** start of Data provided **

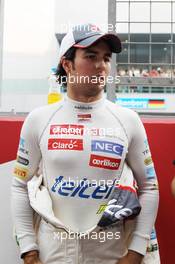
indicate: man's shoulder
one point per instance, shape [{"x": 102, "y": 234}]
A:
[
  {"x": 45, "y": 111},
  {"x": 121, "y": 111}
]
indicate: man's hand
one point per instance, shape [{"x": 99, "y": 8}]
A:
[
  {"x": 32, "y": 257},
  {"x": 131, "y": 258}
]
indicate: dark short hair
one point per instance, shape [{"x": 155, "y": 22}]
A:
[{"x": 60, "y": 72}]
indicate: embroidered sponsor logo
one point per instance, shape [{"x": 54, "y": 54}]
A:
[
  {"x": 68, "y": 129},
  {"x": 20, "y": 172},
  {"x": 22, "y": 146},
  {"x": 22, "y": 142},
  {"x": 24, "y": 151},
  {"x": 84, "y": 189},
  {"x": 101, "y": 208},
  {"x": 146, "y": 151},
  {"x": 82, "y": 107},
  {"x": 148, "y": 161},
  {"x": 65, "y": 144},
  {"x": 84, "y": 117},
  {"x": 106, "y": 146},
  {"x": 150, "y": 173},
  {"x": 104, "y": 162},
  {"x": 22, "y": 160}
]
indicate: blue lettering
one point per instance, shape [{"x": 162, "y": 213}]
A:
[
  {"x": 57, "y": 181},
  {"x": 66, "y": 187},
  {"x": 106, "y": 146}
]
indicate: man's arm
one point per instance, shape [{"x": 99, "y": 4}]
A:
[{"x": 28, "y": 158}]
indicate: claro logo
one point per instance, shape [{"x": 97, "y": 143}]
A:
[
  {"x": 84, "y": 189},
  {"x": 104, "y": 162},
  {"x": 65, "y": 144}
]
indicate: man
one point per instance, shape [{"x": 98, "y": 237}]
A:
[{"x": 81, "y": 142}]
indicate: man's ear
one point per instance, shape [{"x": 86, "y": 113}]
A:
[{"x": 66, "y": 64}]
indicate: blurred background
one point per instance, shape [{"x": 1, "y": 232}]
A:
[
  {"x": 29, "y": 45},
  {"x": 30, "y": 35}
]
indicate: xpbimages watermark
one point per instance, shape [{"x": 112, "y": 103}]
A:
[
  {"x": 101, "y": 236},
  {"x": 106, "y": 27},
  {"x": 85, "y": 79}
]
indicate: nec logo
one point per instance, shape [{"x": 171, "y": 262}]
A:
[
  {"x": 65, "y": 144},
  {"x": 104, "y": 162},
  {"x": 84, "y": 189},
  {"x": 106, "y": 146}
]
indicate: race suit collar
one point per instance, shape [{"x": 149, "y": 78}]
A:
[{"x": 81, "y": 106}]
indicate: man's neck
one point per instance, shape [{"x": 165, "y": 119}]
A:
[{"x": 84, "y": 98}]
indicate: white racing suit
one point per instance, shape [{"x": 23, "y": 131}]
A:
[{"x": 83, "y": 148}]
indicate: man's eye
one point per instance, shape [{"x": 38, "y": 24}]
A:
[
  {"x": 91, "y": 56},
  {"x": 107, "y": 59}
]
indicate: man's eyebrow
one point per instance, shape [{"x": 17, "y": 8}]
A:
[{"x": 89, "y": 50}]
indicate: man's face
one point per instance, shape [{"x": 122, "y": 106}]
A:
[{"x": 91, "y": 66}]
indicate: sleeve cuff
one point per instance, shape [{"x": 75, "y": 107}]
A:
[{"x": 139, "y": 244}]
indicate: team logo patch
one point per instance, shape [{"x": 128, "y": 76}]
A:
[
  {"x": 104, "y": 162},
  {"x": 148, "y": 161},
  {"x": 106, "y": 146},
  {"x": 65, "y": 144},
  {"x": 68, "y": 129},
  {"x": 22, "y": 160},
  {"x": 83, "y": 190},
  {"x": 21, "y": 173}
]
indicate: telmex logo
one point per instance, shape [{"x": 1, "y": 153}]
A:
[
  {"x": 106, "y": 146},
  {"x": 22, "y": 160},
  {"x": 83, "y": 190},
  {"x": 20, "y": 172},
  {"x": 66, "y": 129},
  {"x": 65, "y": 144},
  {"x": 104, "y": 162}
]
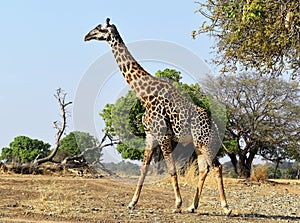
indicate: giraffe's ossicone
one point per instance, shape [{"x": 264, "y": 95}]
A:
[{"x": 169, "y": 118}]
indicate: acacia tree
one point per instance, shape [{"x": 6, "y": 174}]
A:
[
  {"x": 263, "y": 35},
  {"x": 24, "y": 149},
  {"x": 263, "y": 115}
]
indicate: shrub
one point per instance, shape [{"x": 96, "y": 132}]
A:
[{"x": 259, "y": 173}]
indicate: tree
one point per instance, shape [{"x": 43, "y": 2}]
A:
[
  {"x": 76, "y": 142},
  {"x": 263, "y": 116},
  {"x": 61, "y": 98},
  {"x": 123, "y": 119},
  {"x": 263, "y": 35},
  {"x": 24, "y": 149}
]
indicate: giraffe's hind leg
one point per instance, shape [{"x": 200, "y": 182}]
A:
[
  {"x": 217, "y": 167},
  {"x": 167, "y": 152},
  {"x": 203, "y": 171}
]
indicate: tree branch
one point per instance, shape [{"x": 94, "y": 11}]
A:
[{"x": 61, "y": 98}]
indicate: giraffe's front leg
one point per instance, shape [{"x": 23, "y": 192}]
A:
[
  {"x": 172, "y": 170},
  {"x": 218, "y": 173},
  {"x": 203, "y": 171},
  {"x": 144, "y": 168}
]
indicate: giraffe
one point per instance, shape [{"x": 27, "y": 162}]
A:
[{"x": 169, "y": 118}]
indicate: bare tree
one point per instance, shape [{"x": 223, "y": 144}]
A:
[{"x": 60, "y": 126}]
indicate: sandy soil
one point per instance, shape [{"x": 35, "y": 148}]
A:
[{"x": 37, "y": 198}]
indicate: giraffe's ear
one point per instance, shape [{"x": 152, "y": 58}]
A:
[{"x": 107, "y": 22}]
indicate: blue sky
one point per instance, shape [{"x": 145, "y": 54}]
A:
[{"x": 42, "y": 49}]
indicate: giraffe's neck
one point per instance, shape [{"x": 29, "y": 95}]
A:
[{"x": 132, "y": 71}]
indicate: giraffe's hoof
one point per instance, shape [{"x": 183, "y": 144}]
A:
[
  {"x": 131, "y": 206},
  {"x": 176, "y": 211},
  {"x": 190, "y": 209},
  {"x": 227, "y": 211}
]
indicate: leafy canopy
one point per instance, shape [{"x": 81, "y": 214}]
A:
[
  {"x": 75, "y": 142},
  {"x": 263, "y": 35},
  {"x": 24, "y": 149}
]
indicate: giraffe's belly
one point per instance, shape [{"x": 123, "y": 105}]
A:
[{"x": 185, "y": 138}]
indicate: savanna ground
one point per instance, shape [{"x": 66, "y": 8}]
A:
[{"x": 65, "y": 198}]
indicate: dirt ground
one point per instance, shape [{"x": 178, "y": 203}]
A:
[{"x": 38, "y": 198}]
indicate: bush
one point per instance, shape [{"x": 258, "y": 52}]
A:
[{"x": 259, "y": 173}]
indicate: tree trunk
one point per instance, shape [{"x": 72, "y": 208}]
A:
[
  {"x": 60, "y": 96},
  {"x": 276, "y": 167},
  {"x": 245, "y": 163}
]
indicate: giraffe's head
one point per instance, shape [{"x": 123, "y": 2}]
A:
[{"x": 104, "y": 31}]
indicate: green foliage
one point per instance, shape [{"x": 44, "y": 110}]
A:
[
  {"x": 75, "y": 142},
  {"x": 24, "y": 149},
  {"x": 263, "y": 116},
  {"x": 257, "y": 34},
  {"x": 270, "y": 172}
]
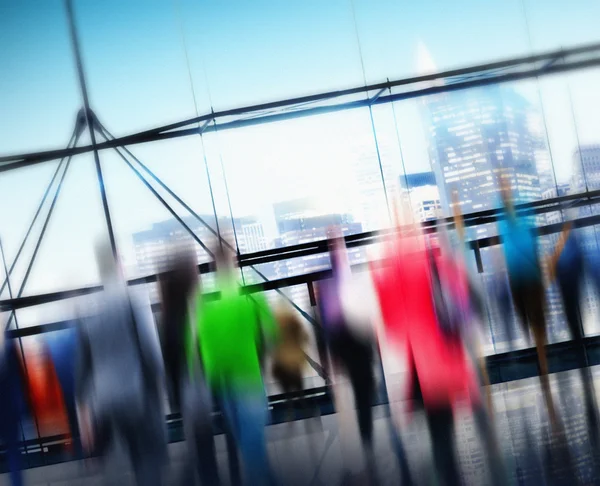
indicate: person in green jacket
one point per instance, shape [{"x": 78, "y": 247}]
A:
[{"x": 232, "y": 331}]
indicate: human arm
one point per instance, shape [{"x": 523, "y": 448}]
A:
[{"x": 552, "y": 260}]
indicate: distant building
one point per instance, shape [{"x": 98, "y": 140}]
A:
[
  {"x": 155, "y": 247},
  {"x": 476, "y": 139},
  {"x": 417, "y": 179},
  {"x": 425, "y": 202},
  {"x": 586, "y": 177},
  {"x": 586, "y": 169},
  {"x": 370, "y": 177}
]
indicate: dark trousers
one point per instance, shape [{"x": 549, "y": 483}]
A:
[
  {"x": 355, "y": 356},
  {"x": 441, "y": 429}
]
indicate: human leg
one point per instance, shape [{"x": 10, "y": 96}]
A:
[{"x": 441, "y": 429}]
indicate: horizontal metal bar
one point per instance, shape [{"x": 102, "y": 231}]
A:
[{"x": 170, "y": 131}]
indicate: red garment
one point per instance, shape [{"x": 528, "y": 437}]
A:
[
  {"x": 403, "y": 286},
  {"x": 45, "y": 393}
]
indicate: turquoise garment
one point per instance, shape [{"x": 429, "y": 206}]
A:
[{"x": 520, "y": 248}]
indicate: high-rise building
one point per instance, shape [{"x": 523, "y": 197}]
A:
[
  {"x": 155, "y": 247},
  {"x": 586, "y": 169},
  {"x": 477, "y": 138},
  {"x": 586, "y": 176},
  {"x": 422, "y": 194},
  {"x": 370, "y": 174}
]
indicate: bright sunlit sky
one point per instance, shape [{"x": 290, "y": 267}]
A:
[{"x": 243, "y": 52}]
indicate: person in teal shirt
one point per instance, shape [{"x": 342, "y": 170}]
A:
[
  {"x": 525, "y": 277},
  {"x": 232, "y": 331}
]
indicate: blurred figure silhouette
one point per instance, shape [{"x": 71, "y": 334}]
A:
[
  {"x": 350, "y": 342},
  {"x": 120, "y": 378},
  {"x": 231, "y": 332},
  {"x": 527, "y": 288},
  {"x": 177, "y": 286},
  {"x": 567, "y": 265},
  {"x": 11, "y": 406},
  {"x": 288, "y": 356},
  {"x": 460, "y": 284},
  {"x": 440, "y": 375},
  {"x": 187, "y": 389}
]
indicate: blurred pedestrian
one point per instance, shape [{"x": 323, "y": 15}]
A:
[
  {"x": 289, "y": 359},
  {"x": 120, "y": 378},
  {"x": 11, "y": 406},
  {"x": 232, "y": 331},
  {"x": 185, "y": 382},
  {"x": 350, "y": 338},
  {"x": 525, "y": 276},
  {"x": 440, "y": 375}
]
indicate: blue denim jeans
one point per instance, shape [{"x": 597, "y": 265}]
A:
[{"x": 246, "y": 416}]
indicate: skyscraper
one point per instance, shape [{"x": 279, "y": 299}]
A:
[
  {"x": 586, "y": 176},
  {"x": 476, "y": 138}
]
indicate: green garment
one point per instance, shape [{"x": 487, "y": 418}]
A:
[{"x": 230, "y": 331}]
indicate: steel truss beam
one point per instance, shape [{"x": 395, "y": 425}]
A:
[{"x": 553, "y": 62}]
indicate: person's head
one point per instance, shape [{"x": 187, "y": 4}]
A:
[
  {"x": 180, "y": 276},
  {"x": 224, "y": 259},
  {"x": 108, "y": 266},
  {"x": 506, "y": 193}
]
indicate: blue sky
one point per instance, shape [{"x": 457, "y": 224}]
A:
[{"x": 243, "y": 52}]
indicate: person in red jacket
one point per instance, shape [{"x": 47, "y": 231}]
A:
[{"x": 441, "y": 374}]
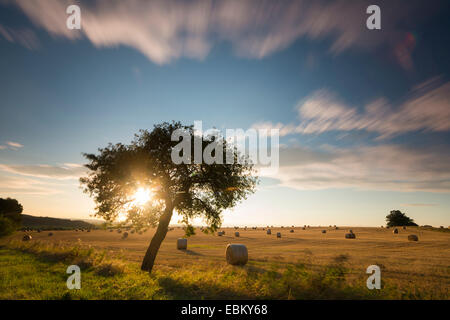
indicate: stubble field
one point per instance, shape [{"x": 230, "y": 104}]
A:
[{"x": 409, "y": 270}]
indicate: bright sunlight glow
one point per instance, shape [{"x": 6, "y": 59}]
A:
[{"x": 142, "y": 196}]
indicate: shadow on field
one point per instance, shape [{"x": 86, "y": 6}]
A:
[
  {"x": 192, "y": 253},
  {"x": 180, "y": 290}
]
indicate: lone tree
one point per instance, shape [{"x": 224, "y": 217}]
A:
[
  {"x": 140, "y": 185},
  {"x": 10, "y": 215},
  {"x": 398, "y": 218}
]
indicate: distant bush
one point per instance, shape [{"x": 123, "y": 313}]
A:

** end of Data provided **

#### Stated exercise:
Extract, word for word, every line from the one holding "indicate: blurred figure silhouette" through the closing line of the data above. Do not include any pictures.

#### The solution:
indicate: blurred figure silhouette
one point per instance, shape [{"x": 71, "y": 334}]
A:
[
  {"x": 350, "y": 342},
  {"x": 120, "y": 378},
  {"x": 231, "y": 332},
  {"x": 527, "y": 288},
  {"x": 177, "y": 286},
  {"x": 567, "y": 265},
  {"x": 11, "y": 406},
  {"x": 288, "y": 356},
  {"x": 460, "y": 284},
  {"x": 440, "y": 375},
  {"x": 187, "y": 389}
]
indicate: blurred pedestrian
one point per instance, shape [{"x": 323, "y": 15}]
A:
[
  {"x": 289, "y": 359},
  {"x": 120, "y": 378},
  {"x": 11, "y": 406},
  {"x": 232, "y": 331},
  {"x": 185, "y": 382},
  {"x": 350, "y": 338},
  {"x": 525, "y": 276},
  {"x": 440, "y": 375}
]
indicate: blue denim jeans
one point per instance, shape [{"x": 597, "y": 265}]
A:
[{"x": 246, "y": 416}]
indicate: skyscraper
one point per instance, shape [{"x": 279, "y": 299}]
A:
[
  {"x": 586, "y": 176},
  {"x": 476, "y": 138}
]
indicate: green garment
one point per instance, shape [{"x": 487, "y": 418}]
A:
[{"x": 230, "y": 331}]
indicate: steel truss beam
one point per instance, shape [{"x": 395, "y": 425}]
A:
[{"x": 553, "y": 62}]
indicate: person's head
one point per instance, shape [{"x": 187, "y": 4}]
A:
[
  {"x": 180, "y": 276},
  {"x": 224, "y": 259},
  {"x": 108, "y": 266},
  {"x": 506, "y": 193}
]
indicate: blue sky
one point per instance, shape [{"x": 457, "y": 224}]
A:
[{"x": 243, "y": 52}]
indicate: person in red jacket
one point per instance, shape [{"x": 47, "y": 231}]
A:
[{"x": 441, "y": 374}]
indicate: stubble field
one point per instance, shape [{"x": 230, "y": 104}]
A:
[{"x": 409, "y": 270}]
indicate: bright sunlight glow
one point per instance, shape [{"x": 6, "y": 59}]
A:
[{"x": 142, "y": 196}]
indicate: shadow on field
one point per instance, shape [{"x": 86, "y": 6}]
A:
[
  {"x": 192, "y": 253},
  {"x": 180, "y": 290}
]
indicate: lone tree
one point per instance, shape [{"x": 224, "y": 217}]
A:
[
  {"x": 140, "y": 185},
  {"x": 10, "y": 215},
  {"x": 398, "y": 218}
]
indicate: distant bush
one point per instance, shape [{"x": 123, "y": 313}]
A:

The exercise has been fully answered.